Henry Frederick, prince of Carrick, and afterwards prince of Wales, was fondly loved by his mother, whom, at least in the days of his later boyhood, he was said greatly to resemble (Chamberlain to Carleton, 13 Nov. 1611, ap. Birch). When he died in 1612—the young Marcellus of English history—she passionately mourned his premature death; a full month after that event, though her conversation had recovered some of its cheerfulness, she is described as sitting in a darkened room hung with black; nor would she, in 1614, attend a solemnity of which her second son was to be the central figure, lest she should renew her grief by the memory of his brother. In Prince Henry's early days the question of his custody was the chief trouble of his mother's life. Already, in 1595, the king had committed the charge of the prince to the Earl of Mar, solemnly admonishing him, ‘in case God should call me at any time, to see that neither for the queen nor estates their pleasure, you deliver him till he be eighteen, and that he command you himself.’ The queen's wish to have the prince brought up in the castle at Edinburgh was accordingly refused by the earl, with the king's approval. For the present she made no further attempt. On 15 Aug. 1596 she gave birth to her eldest daughter, the admired Princess Elizabeth and Rose of Bohemia of later days. Considering her destiny, it is curious that the care of her should have been committed to Lord Livingstone, whose wife was a Roman catholic. Great discontent was hereby aroused among the ministers of the Kirk, who were at that time greatly exercised by the leniency shown by the government towards the ‘popish lords.’ The occasion of the child's christening was taken advantage of by the general assembly to review the morals and manners of the court, and in particular to express a desire for the reformation of the queen's majesty's ministry, as well as to animadvert upon ‘her company, her not repairing to the Word and sacraments, night-waking, balling, &c., and such like concerning her gentlewomen’ (Burton, vi. 75–77).
Queen Anne can hardly at this early date have entertained the personal predilection for Rome which was afterwards imputed to her. A deadlier antagonism than that between the Lutheranism in which she had been brought up and the Calvinism which now confronted her could not easily be imagined; and in the closing years of the sixteenth century this conflict had reached its climax. Stimulus enough was given to the hopes of the Roman Catholics that Prince Henry too might be placed in the care of a member of their faith by the negotiations which, beyond a doubt, King James was, during these years of expectation, carrying on with Rome or her agents. Queen Anne's second daughter, Margaret (who died in infancy), was born at Dalkeith Palace, 24 Dec. 1598; her second son, Charles, at Dunfermline on 19 Nov. 1600—the same day, as the ecclesiastical historian (Calderwood) pleasantly puts it, ‘that Gowrie's and his brother's carcasses were dismembered.’ It would be futile to dwell on the foul scandals and vague rumours which attributed to Queen Anne the moral responsibility for part or the whole of the Gowrie tragedy, especially as, not long after its occurrence, the king and queen seem to have been on the best of terms with one another. In April or May 1601 a fifth child, ‘Duik Robert,’ was born to them, who died in infancy. A daughter (Mary), born at Greenwich in April 1605, who died in 1607, was the youngest of their children.

■ **INFORMATION SHOWN**
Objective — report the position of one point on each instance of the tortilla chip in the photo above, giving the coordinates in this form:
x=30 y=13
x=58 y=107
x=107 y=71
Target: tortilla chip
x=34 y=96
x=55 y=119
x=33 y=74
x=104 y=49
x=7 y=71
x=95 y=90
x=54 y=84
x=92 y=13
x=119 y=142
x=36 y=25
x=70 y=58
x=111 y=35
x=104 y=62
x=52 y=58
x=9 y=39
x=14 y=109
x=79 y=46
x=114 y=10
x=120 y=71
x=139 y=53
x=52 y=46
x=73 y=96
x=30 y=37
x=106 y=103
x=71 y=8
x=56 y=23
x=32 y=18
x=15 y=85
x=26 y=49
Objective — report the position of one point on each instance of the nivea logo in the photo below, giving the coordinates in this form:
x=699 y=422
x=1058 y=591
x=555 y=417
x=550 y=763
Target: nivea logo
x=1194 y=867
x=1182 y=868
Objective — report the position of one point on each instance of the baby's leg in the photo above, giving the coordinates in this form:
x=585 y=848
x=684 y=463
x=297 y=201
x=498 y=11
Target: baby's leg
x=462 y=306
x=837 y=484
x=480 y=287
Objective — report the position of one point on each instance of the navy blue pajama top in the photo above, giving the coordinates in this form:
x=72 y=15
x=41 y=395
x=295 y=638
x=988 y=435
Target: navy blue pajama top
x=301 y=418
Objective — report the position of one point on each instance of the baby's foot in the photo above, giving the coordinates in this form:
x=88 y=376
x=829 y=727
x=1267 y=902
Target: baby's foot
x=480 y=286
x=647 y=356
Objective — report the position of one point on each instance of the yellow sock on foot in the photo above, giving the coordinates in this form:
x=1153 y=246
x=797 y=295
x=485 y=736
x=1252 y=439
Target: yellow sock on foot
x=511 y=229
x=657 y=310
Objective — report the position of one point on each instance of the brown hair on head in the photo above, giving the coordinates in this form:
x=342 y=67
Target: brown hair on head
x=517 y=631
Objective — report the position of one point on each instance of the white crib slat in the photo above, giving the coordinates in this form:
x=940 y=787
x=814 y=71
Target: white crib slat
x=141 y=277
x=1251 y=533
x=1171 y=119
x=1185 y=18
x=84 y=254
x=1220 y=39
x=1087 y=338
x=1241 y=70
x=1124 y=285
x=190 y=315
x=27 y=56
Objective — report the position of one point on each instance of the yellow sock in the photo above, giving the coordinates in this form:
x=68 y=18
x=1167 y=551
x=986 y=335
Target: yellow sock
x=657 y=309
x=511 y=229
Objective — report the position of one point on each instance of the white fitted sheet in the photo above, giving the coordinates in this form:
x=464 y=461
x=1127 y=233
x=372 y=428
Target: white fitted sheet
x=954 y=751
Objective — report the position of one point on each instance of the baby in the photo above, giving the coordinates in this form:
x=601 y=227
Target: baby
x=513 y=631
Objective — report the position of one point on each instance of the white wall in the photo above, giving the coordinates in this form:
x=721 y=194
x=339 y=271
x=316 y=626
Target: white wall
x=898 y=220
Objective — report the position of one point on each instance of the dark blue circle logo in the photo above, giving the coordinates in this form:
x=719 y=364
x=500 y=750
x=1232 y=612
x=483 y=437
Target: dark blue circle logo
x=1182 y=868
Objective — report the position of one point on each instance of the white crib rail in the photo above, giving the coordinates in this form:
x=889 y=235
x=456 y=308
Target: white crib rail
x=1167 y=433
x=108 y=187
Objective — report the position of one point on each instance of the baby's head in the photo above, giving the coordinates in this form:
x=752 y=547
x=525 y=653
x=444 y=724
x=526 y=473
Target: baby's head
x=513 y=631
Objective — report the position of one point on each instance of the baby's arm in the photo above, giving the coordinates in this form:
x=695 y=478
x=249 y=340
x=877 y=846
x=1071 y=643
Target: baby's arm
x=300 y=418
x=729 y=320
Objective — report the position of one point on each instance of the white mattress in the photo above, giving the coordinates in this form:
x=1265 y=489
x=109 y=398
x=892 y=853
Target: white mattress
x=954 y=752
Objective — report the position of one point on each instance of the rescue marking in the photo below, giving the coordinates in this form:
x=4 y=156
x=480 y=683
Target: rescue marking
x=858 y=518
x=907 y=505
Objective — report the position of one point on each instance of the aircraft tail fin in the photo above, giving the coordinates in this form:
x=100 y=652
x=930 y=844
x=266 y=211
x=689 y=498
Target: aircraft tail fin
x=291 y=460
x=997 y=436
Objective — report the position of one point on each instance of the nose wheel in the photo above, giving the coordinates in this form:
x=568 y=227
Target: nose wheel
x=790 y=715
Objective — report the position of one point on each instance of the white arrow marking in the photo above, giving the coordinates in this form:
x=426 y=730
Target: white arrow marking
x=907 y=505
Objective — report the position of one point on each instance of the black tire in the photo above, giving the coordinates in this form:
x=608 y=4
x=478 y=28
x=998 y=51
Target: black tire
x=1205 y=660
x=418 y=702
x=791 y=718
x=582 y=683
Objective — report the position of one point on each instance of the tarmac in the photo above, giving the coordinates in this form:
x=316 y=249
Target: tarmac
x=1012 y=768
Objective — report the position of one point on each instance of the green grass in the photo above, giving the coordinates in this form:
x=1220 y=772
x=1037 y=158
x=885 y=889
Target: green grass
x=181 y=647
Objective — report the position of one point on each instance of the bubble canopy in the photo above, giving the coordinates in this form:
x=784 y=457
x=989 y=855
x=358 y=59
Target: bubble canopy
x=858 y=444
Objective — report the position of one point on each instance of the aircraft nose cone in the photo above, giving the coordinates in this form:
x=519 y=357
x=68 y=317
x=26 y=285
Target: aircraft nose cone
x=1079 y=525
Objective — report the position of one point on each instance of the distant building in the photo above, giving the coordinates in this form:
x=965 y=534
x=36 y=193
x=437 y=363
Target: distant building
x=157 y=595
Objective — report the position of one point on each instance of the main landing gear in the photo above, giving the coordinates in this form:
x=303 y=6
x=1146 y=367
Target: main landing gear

■ **EXERCISE DESCRIPTION**
Please answer from the text on Queen Anne: in 1595, to whom did the king commit the charge of Prince Henry?

■ **COMPLETE ANSWER**
The Earl of Mar.